[Required action 1] Reproduce word for word the portion of the "Who Benefits?" post below, taking everything from "Sunday, January 11, 2009" down to "several months ago.".
[Required action 2] In the "Who Benefits?" post below, translate this sentence into Spanish: "The White House denied that request outright, American officials said, and the Israelis backed off their plans, at least temporarily."
(Beginning of Selected passage)
Sunday, January 11, 2009

Who Benefits?

Much sound and fury is being made of the NY Times article this weekend involving a story about Bush turning down an Israeli request for bunker buster bombs for a raid against Iran several months ago.
President Bush deflected a secret request by Israel last year for specialized bunker-busting bombs it wanted for an attack on Iran’s main nuclear complex and told the Israelis that he had authorized new covert action intended to sabotage Iran’s suspected effort to develop nuclear weapons, according to senior American and foreign officials.

White House officials never conclusively determined whether Israel had decided to go ahead with the strike before the United States protested, or whether Prime Minister Ehud Olmert of Israel was trying to goad the White House into more decisive action before Mr. Bush left office. But the Bush administration was particularly alarmed by an Israeli request to fly over Iraq to reach Iran’s major nuclear complex at Natanz, where the country’s only known uranium enrichment plant is located.

The White House denied that request outright, American officials said, and the Israelis backed off their plans, at least temporarily. But the tense exchanges also prompted the White House to step up intelligence-sharing with Israel and brief Israeli officials on new American efforts to subtly sabotage Iran’s nuclear infrastructure, a major covert program that Mr. Bush is about to hand off to President-elect Barack Obama.
(End of Selected passage)
(Beginning of Raw data)
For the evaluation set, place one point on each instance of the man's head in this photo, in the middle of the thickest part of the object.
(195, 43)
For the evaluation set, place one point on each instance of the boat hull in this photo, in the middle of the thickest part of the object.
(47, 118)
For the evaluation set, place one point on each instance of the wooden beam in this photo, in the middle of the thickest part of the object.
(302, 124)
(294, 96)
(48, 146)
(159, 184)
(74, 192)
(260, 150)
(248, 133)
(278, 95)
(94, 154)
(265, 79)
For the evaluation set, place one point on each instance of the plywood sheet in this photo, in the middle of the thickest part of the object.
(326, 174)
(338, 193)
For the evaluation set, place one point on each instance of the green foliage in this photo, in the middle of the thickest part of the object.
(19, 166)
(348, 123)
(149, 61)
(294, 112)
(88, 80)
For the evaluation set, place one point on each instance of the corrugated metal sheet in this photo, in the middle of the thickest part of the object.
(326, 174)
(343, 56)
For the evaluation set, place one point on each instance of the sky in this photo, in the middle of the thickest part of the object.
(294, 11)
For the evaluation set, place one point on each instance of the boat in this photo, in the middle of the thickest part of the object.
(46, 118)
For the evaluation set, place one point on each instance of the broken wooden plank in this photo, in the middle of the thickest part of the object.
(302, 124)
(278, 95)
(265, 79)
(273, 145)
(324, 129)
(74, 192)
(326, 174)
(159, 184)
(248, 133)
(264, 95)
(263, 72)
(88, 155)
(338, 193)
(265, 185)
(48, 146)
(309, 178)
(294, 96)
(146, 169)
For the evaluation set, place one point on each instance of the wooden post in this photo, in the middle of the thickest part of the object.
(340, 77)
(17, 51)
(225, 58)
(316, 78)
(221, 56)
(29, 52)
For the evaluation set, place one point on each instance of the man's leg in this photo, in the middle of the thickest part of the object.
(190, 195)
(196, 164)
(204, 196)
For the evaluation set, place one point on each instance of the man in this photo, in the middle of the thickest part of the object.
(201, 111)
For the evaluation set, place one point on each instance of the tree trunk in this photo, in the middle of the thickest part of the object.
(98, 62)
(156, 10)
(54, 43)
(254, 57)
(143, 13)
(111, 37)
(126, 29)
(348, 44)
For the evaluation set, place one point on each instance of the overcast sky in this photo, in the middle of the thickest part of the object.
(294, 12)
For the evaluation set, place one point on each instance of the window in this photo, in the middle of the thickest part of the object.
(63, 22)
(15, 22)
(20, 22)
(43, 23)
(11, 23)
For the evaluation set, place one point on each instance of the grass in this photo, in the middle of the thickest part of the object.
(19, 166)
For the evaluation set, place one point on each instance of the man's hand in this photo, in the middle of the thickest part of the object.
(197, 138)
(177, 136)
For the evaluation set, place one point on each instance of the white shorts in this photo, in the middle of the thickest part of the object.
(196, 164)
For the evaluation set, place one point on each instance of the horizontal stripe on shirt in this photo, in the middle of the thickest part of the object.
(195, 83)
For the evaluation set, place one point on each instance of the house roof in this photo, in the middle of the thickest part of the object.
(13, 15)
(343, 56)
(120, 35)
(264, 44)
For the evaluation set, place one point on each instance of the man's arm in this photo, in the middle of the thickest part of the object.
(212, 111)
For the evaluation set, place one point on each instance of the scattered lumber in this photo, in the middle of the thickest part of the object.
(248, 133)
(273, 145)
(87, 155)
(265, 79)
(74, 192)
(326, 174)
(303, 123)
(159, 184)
(End of Raw data)
[Written response 1]
Sunday, January 11, 2009

Who Benefits?

Much sound and fury is being made of the NY Times article this weekend involving a story about Bush turning down an Israeli request for bunker buster bombs for a raid against Iran several months ago.

[Written response 2] La Casa Blanca rechazó esa solicitud de plano, según dijeron funcionarios estadounidenses, y los israelíes desistieron de sus planes, al menos temporalmente.